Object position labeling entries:
━━━━━━━━━━━━━━━━━━━━
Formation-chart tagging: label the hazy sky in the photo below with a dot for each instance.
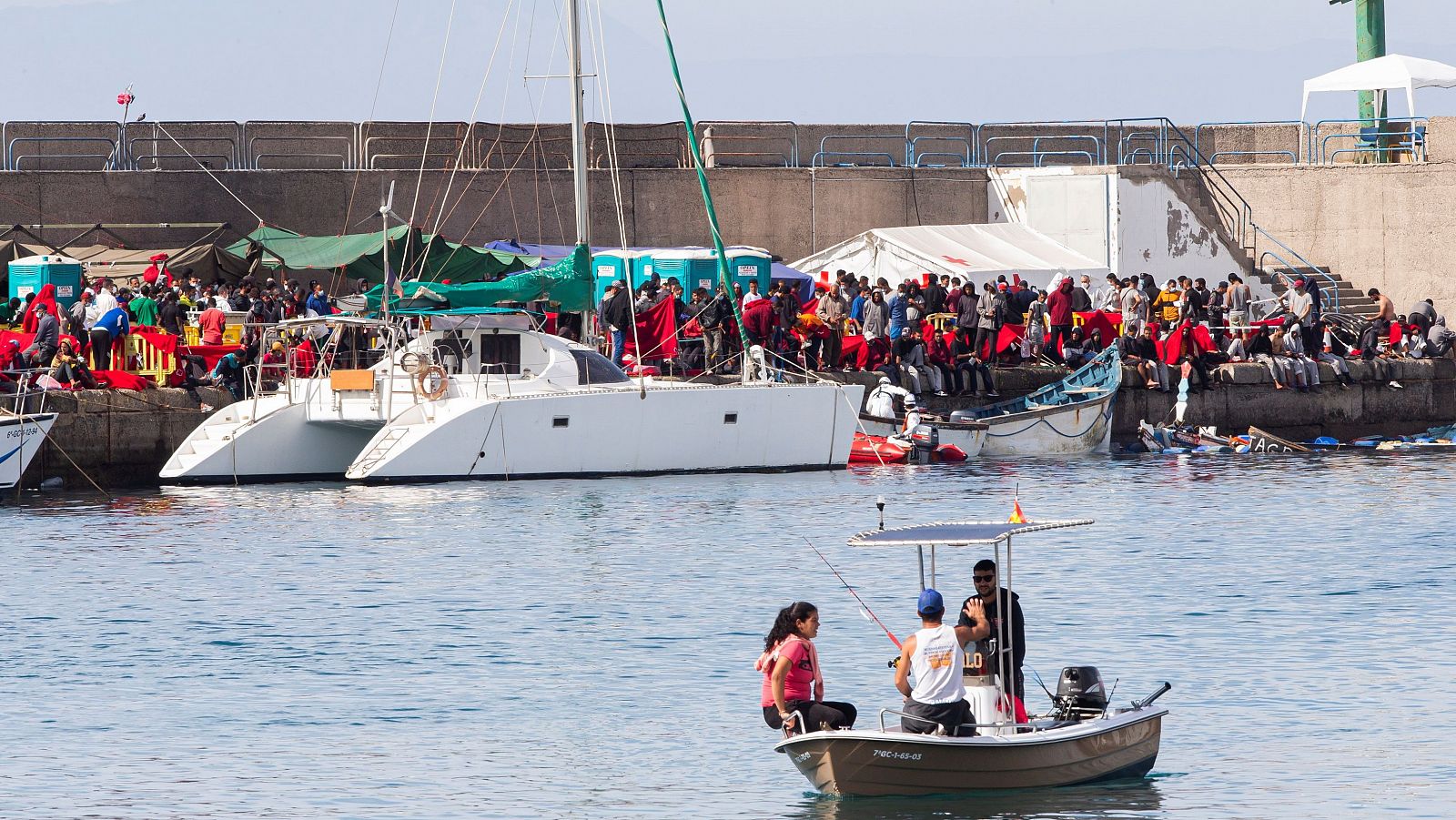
(803, 60)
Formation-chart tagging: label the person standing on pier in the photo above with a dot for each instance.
(1059, 315)
(834, 310)
(1385, 309)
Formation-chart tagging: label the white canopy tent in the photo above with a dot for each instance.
(977, 252)
(1380, 75)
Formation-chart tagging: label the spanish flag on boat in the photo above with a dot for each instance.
(1016, 517)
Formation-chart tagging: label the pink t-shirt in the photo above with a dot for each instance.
(800, 683)
(211, 324)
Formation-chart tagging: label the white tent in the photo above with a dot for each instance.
(1383, 73)
(977, 252)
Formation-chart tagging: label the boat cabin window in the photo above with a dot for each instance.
(596, 369)
(453, 351)
(500, 354)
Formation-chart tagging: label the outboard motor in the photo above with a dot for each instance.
(1081, 693)
(925, 439)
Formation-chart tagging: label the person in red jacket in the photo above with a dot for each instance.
(757, 320)
(1059, 315)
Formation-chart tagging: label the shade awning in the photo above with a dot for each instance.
(976, 252)
(957, 533)
(1383, 73)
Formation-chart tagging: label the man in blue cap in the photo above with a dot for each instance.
(936, 703)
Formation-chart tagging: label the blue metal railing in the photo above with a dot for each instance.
(1305, 266)
(1410, 140)
(915, 155)
(826, 153)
━━━━━━━━━━━━━━━━━━━━
• Exercise goal:
Rewrite the listing with each "with a dot for each instance" changed to "with one point per instance" and every other part left the same, leaving out the picture lines.

• Exercise solution:
Formation-chart tagging: label the hazy sky in the photo below with one point per instance.
(803, 60)
Formation-chart tagging: label the person standing on pier in the photo above with one point per instance.
(1059, 315)
(834, 310)
(1385, 309)
Formation-chart tagging: label the white canopy tent in the photo above with one point per instance.
(977, 252)
(1380, 75)
Formation-chart tagging: label the spanish flag on boat in the photo above with one point per instance.
(1016, 517)
Formation-chart tagging: label the pink t-shirt in the photo above with one point per instance.
(800, 683)
(211, 324)
Formation-chart tagging: label the white tent in the photo above with one point per instance.
(1383, 73)
(977, 252)
Formation-chart tagging: label the boat cabin window in the photo above with one point per instance.
(596, 369)
(453, 351)
(500, 354)
Formation-chart tagging: label the outboard motor in the photo above with one point per instance.
(1081, 693)
(925, 439)
Formation-chart tagging: label the person in red jacket in the photo above with one point per instance.
(757, 320)
(1059, 315)
Formation-chart tagging: label the shade awning in the photo above with one point per instance.
(976, 252)
(957, 533)
(1383, 73)
Formation-chart tagging: label the man in blue cap in the photo above with one point per instance.
(936, 703)
Formation-chart tagging: label the blue metal railing in the photo above with one point per instance.
(1305, 266)
(1410, 140)
(915, 155)
(826, 153)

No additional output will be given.